[Opening Data extracts section]
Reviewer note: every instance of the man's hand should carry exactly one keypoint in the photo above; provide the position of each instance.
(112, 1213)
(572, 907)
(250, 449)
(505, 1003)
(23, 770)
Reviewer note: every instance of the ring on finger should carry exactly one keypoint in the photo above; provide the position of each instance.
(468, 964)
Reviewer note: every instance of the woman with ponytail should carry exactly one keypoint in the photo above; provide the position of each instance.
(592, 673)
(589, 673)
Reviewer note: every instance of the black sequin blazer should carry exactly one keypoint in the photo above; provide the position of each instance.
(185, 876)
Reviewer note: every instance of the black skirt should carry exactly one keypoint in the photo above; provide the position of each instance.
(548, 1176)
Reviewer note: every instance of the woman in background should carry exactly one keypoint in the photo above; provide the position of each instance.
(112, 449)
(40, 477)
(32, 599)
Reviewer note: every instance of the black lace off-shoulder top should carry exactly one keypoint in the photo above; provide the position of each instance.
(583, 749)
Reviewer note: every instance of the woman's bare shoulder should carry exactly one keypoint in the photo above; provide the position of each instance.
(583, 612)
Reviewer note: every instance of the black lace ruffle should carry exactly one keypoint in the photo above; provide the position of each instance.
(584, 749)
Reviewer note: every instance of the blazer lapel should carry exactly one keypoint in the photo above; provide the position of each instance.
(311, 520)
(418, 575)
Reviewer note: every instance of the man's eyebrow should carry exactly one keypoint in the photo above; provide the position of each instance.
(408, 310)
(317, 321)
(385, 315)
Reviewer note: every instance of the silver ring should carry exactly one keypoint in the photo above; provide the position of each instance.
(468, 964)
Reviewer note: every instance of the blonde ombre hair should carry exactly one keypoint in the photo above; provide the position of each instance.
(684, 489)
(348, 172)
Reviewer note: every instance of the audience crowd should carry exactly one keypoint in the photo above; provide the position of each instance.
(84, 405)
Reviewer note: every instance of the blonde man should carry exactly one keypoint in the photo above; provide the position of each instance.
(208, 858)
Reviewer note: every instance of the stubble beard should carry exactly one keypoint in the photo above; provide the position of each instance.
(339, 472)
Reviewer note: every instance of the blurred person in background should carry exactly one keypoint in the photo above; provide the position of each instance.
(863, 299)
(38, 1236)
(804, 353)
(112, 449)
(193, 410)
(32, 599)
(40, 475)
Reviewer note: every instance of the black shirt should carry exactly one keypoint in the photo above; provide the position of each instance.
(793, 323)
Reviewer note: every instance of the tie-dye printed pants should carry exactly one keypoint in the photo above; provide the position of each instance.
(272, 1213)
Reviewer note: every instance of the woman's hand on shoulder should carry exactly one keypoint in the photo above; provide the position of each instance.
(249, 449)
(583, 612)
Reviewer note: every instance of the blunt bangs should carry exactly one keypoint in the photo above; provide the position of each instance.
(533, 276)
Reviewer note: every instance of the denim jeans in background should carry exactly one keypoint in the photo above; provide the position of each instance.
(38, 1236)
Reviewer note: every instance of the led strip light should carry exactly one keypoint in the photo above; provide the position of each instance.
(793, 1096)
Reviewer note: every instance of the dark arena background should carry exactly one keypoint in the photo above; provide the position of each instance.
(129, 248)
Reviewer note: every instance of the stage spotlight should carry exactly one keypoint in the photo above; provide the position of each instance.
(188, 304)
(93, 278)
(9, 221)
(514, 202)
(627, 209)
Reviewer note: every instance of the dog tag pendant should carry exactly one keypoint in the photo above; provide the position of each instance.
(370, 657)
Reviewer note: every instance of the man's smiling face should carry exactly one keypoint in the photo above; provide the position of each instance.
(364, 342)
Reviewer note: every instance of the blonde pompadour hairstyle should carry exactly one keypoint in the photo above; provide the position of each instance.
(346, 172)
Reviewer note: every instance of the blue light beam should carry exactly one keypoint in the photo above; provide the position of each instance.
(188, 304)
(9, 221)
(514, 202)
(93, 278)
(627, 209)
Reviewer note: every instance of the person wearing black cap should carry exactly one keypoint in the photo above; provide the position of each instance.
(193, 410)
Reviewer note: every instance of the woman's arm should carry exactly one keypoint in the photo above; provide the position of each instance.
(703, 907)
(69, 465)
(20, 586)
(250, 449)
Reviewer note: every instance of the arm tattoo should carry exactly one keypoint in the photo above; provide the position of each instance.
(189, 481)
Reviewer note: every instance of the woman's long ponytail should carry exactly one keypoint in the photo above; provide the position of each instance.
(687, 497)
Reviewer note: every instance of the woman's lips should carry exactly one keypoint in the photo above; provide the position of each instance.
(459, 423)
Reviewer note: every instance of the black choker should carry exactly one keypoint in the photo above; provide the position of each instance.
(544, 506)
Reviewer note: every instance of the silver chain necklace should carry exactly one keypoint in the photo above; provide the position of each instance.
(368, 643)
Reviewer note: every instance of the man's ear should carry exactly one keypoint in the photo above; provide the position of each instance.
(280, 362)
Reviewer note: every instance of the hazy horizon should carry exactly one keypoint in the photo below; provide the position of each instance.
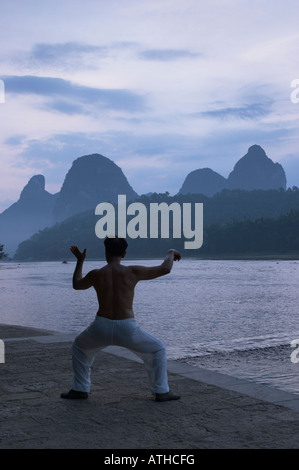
(160, 88)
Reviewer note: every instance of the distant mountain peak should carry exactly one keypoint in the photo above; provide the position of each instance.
(256, 171)
(91, 179)
(35, 186)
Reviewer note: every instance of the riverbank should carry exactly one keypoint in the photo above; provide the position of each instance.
(215, 411)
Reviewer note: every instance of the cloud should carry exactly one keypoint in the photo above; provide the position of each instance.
(166, 55)
(248, 112)
(57, 54)
(67, 97)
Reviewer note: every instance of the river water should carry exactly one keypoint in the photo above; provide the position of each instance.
(236, 317)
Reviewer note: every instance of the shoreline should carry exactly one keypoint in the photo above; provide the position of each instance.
(218, 257)
(215, 411)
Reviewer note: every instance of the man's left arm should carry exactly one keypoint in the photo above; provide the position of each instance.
(80, 282)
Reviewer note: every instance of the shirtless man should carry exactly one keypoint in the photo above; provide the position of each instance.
(115, 323)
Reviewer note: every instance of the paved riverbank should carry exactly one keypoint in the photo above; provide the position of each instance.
(215, 411)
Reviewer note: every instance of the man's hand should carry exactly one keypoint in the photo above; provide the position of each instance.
(79, 255)
(176, 255)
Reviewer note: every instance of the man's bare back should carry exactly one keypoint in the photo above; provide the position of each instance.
(115, 283)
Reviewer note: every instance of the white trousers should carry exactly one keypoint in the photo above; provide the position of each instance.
(103, 332)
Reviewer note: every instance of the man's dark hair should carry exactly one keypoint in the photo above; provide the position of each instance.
(115, 246)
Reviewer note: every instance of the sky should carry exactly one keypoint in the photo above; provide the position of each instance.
(161, 87)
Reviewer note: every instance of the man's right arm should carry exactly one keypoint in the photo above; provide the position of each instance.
(145, 273)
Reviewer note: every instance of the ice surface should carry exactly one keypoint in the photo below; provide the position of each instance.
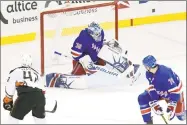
(113, 100)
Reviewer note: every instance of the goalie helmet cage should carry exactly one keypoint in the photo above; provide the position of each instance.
(64, 10)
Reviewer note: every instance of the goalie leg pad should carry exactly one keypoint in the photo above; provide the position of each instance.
(65, 81)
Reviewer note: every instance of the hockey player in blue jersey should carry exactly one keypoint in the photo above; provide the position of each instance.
(164, 84)
(89, 42)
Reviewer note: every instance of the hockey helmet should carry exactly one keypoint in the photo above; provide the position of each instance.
(26, 60)
(95, 31)
(149, 61)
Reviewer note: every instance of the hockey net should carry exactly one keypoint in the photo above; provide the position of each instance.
(60, 27)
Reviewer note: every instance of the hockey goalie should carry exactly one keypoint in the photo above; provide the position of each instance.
(91, 54)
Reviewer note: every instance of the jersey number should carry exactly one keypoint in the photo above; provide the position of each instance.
(27, 75)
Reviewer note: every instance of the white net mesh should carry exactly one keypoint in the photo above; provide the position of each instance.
(61, 29)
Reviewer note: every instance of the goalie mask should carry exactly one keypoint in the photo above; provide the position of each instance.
(95, 31)
(26, 60)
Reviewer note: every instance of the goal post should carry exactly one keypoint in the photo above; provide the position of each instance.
(43, 23)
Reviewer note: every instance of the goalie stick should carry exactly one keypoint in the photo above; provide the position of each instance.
(54, 109)
(164, 119)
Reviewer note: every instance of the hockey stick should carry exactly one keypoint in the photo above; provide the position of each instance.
(54, 109)
(164, 119)
(60, 54)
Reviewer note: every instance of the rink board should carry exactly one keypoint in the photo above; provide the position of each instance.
(106, 26)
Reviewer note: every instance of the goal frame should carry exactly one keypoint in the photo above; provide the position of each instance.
(42, 14)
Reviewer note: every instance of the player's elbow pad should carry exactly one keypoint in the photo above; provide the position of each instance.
(174, 97)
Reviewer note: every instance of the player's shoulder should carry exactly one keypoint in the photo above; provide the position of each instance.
(83, 32)
(21, 69)
(15, 70)
(164, 69)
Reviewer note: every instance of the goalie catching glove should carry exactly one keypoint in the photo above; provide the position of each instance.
[Closing Data extracts section]
Task instructions: Starting at the line that contains "Reviewer note: every instance of the goalie stick", retype each line through the last one in the records, both included, and add nothing.

Completed exercise:
Reviewer note: every instance of the goalie stick should carry exactly one keypoint in the photo above; provide the position of each instance.
(54, 109)
(164, 119)
Reviewer note: every instance of the hockey stick should carry exactly one keypoint in the photo above; provide the position of each instance.
(54, 109)
(164, 119)
(60, 54)
Reviewer note: every instance of the rink board should carry exactly one keypoint in the photo above; provide the position of each instance.
(106, 26)
Reviewer note: every instance of the goal frame should carry exactly one keypoint in the photo above; provide the position of each instance.
(42, 14)
Reviewer note: every instance of the player's elbow pad should carry exactly one keypoint in the photo above; provide the position of each instance.
(174, 97)
Reviewer note: every instance of the player's shoulder should carry exactly one keypoint in the photo above; provide the position of each instance.
(83, 32)
(21, 69)
(15, 70)
(164, 69)
Reviewer note: every instance of the goalie catching glove should carry exactly one keypoint in the photo above; provide the position of each instance.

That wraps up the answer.